* _WHAT IS ASKED_:
Reproduce word for word the stretch of the data below from the line containing "the form (136,95)." through the end of the data, both ends included. Leave the pictures out of your answer.

* _RAW RECORDS_:
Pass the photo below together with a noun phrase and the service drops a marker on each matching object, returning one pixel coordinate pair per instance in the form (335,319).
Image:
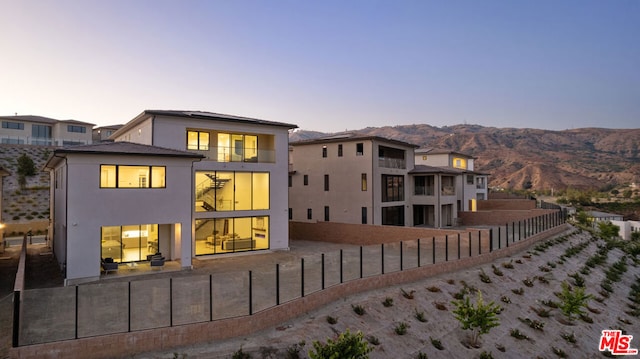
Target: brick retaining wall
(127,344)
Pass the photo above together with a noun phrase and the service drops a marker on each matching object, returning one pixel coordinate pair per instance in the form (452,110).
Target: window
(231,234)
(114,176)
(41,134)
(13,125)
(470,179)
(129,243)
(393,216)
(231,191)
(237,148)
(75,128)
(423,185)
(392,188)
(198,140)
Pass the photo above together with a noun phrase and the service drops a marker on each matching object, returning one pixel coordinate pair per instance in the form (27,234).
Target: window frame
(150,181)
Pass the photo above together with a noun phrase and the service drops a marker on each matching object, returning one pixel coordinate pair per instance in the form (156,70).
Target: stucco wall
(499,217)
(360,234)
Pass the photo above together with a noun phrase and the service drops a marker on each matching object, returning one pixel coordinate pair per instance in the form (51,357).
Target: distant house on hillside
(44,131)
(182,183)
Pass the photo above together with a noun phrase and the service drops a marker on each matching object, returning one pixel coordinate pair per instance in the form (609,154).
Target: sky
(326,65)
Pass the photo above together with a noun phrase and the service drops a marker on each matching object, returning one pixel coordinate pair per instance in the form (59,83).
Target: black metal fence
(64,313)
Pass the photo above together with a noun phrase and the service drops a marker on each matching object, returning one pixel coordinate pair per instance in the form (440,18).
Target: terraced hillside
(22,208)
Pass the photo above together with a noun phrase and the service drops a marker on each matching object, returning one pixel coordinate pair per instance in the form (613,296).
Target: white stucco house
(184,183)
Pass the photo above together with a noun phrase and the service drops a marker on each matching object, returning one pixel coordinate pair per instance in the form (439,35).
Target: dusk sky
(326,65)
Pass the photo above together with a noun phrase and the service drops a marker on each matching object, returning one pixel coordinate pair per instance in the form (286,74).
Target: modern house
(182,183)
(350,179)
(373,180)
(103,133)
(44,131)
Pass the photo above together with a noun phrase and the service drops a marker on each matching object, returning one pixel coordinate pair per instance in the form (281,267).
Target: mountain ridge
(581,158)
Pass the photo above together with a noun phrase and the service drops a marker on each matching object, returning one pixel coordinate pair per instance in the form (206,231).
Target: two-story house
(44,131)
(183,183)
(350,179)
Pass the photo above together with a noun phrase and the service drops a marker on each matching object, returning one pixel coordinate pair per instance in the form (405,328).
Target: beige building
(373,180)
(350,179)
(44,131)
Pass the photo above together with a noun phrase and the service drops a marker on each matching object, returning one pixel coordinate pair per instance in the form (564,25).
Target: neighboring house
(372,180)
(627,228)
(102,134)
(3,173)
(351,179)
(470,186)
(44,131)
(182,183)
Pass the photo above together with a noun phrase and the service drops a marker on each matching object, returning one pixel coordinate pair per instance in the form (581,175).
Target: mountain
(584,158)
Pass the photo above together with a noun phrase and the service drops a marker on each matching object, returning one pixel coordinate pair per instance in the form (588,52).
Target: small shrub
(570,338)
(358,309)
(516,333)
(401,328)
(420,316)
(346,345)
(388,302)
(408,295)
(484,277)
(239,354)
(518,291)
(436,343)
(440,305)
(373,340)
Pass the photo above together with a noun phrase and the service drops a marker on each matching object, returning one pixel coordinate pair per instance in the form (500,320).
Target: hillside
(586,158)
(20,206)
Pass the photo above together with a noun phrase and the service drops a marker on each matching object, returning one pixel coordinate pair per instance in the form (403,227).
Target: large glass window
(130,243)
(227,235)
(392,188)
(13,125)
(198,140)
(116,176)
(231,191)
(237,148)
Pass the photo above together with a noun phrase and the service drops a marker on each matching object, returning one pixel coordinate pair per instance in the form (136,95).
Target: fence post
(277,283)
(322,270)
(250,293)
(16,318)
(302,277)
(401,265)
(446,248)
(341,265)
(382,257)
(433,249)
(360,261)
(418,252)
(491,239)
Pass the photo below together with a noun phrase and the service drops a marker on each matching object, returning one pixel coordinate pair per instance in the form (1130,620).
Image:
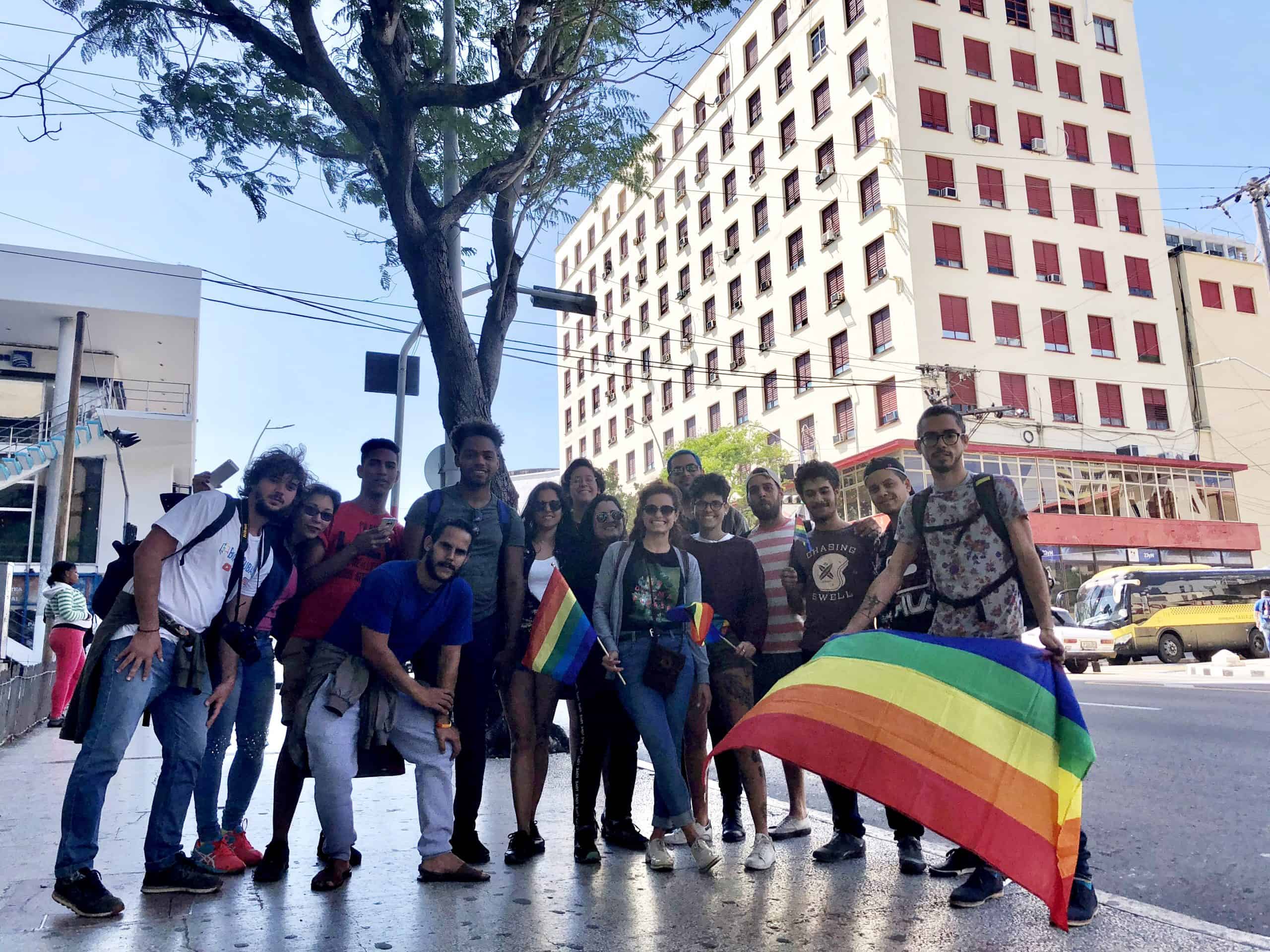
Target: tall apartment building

* _OUTPUT BELOW_:
Pass the photo above together with a noun phrase and the service drops a marker on each matching object, returning one pixel coordinate pair per instance in the form (136,95).
Target: fence post
(277,283)
(322,270)
(250,293)
(16,318)
(302,277)
(401,265)
(446,248)
(341,265)
(382,257)
(433,249)
(360,261)
(418,252)
(491,239)
Pass the photo below together with a noun phrase and the service drops a marker on each matching object, returning one pixel coordinate pair per instance in the form (1130,620).
Image:
Target: tall apartment building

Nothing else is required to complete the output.